Print the lines of the material below verbatim, from the line containing "Practice step: indicate the suit" through the end of the material, including both ends.

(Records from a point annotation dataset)
****************************************

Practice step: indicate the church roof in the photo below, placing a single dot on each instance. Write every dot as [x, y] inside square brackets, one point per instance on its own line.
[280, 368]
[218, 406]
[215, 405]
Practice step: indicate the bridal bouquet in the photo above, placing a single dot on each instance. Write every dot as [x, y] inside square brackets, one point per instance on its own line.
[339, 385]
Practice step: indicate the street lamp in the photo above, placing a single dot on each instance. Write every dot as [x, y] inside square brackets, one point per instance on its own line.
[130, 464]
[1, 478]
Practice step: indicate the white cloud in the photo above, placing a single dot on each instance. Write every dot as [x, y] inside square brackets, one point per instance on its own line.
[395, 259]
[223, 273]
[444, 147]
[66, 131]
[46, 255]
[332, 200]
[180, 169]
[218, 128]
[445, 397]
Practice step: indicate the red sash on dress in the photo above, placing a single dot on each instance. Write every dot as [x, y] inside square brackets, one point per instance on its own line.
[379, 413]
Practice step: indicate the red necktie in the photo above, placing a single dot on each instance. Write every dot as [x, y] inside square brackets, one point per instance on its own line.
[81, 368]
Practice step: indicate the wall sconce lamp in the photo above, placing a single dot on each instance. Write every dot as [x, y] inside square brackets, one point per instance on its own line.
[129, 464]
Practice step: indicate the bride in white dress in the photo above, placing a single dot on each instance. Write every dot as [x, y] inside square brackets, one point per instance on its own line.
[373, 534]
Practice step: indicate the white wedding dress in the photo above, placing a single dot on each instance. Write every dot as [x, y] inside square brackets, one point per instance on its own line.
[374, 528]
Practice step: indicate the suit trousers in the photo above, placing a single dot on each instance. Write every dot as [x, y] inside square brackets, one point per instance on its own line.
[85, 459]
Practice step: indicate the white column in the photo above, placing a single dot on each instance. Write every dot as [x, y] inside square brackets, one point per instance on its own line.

****************************************

Exercise result:
Practice step: indicate the suit trousers in the photo above, placing a single dot on each instance. Write every dot as [x, y] inside square brackets, one point per instance on its own line.
[85, 459]
Practice step: indicate the white column in the photo above, placing a single dot on each instance. Write every dot as [x, y] inside square brackets, one point per instance on its own line.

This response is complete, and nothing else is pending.